** Opening Page extract block **

US should stop toxic policy on academic exchanges
Once again, the US showed it's two-faced by denying over 500 Chinese students' visa applications to study in the US.
Of the affected students, a quarter had been awarded US scholarships and had received offers to pursue postgraduate studies as STEM majors at top US universities.
Though the Biden administration said in April it would ease restrictions on Chinese and other students traveling to the United States and most affected students submitted visa applications after President Joe Biden took office, the rejections were still based on the Trump-era Immigration and Nationality Act and Presidential Proclamation 10043, which suspends entry for Chinese students and researchers who Washington deems as being connected to China's "military-civil fusion strategy".
How hypocritical that the US pretends to hold an open attitude to international students while actually sticking to the wrong policy of suppressing Chinese students and scholars. Such a policy to sever academic exchanges will only release more political viruses and further poison the already severely damaged Sino-US ties.

** Closing Page extract block **
** Opening Material supplied block **

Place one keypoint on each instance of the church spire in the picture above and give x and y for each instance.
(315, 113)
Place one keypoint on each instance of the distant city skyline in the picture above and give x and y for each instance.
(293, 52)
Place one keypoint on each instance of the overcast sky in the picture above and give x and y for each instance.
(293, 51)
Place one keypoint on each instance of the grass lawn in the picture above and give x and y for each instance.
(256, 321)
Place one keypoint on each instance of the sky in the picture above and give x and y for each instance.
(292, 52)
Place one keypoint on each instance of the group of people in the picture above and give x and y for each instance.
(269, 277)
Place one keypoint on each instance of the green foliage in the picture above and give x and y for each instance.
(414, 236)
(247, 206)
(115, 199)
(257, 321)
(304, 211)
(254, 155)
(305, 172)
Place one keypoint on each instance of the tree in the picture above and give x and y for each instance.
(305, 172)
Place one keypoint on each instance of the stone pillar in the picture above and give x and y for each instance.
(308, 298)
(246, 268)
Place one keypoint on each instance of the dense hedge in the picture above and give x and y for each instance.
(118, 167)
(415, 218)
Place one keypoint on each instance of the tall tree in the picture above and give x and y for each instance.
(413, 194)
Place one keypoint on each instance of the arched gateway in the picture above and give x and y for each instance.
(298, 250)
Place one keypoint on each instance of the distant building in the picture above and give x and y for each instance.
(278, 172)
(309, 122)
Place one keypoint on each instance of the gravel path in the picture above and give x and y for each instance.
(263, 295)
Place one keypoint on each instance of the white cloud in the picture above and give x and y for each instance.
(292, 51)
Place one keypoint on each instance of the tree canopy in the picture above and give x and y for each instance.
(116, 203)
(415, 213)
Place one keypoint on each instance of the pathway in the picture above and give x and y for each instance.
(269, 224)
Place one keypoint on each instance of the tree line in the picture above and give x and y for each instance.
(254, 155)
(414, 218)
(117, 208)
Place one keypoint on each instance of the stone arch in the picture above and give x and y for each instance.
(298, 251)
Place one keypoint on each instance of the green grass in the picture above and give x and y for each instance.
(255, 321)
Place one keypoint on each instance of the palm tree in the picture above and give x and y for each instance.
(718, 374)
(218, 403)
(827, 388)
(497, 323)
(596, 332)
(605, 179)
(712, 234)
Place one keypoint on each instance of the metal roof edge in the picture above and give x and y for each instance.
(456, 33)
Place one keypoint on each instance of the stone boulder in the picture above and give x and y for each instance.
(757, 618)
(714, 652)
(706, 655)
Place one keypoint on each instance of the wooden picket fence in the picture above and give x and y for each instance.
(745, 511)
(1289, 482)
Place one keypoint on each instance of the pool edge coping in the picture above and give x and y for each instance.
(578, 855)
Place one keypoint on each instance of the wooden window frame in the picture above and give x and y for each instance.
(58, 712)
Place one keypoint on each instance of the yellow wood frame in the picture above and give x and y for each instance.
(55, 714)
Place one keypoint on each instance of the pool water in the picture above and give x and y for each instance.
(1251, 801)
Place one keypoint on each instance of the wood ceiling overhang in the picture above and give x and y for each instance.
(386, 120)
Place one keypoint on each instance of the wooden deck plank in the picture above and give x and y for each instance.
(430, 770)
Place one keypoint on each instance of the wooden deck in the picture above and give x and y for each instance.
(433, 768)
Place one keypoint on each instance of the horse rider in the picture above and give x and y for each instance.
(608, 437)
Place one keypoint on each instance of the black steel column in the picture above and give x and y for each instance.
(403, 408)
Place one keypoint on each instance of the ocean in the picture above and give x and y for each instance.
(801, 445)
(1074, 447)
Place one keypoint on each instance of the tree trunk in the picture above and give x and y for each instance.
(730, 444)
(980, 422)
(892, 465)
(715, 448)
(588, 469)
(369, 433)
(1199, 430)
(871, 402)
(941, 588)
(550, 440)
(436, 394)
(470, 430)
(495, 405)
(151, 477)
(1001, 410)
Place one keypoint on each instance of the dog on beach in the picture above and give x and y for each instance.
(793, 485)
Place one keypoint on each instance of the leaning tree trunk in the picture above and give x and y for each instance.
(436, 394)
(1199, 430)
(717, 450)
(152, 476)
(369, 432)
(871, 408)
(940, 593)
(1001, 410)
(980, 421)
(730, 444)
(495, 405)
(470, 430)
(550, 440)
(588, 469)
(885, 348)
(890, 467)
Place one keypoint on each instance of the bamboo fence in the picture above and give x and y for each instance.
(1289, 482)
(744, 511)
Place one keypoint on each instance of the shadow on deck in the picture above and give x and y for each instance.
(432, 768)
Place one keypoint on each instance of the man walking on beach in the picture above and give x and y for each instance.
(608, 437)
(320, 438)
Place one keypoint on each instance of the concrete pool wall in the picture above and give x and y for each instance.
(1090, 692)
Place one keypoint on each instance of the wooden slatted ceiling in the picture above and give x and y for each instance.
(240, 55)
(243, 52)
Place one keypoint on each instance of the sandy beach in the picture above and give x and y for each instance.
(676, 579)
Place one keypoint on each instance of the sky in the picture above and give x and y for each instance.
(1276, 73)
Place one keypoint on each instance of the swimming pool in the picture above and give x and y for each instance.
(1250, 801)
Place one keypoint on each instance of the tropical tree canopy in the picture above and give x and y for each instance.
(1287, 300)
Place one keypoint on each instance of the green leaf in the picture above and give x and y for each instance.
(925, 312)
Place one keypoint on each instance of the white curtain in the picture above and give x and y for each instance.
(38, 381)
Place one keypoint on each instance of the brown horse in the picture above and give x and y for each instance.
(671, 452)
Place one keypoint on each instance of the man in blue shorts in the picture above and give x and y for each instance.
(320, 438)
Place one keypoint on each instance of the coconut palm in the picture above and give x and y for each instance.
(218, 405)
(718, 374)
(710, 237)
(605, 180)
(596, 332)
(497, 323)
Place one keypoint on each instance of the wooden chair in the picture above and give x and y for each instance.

** Closing Material supplied block **

Translate this sentence from the editorial on Chinese student visas into Spanish: "Of the affected students, a quarter had been awarded US scholarships and had received offers to pursue postgraduate studies as STEM majors at top US universities."

* Exercise response *
De los estudiantes afectados, una cuarta parte había obtenido becas estadounidenses y había recibido ofertas para cursar estudios de posgrado en áreas STEM en las mejores universidades de Estados Unidos.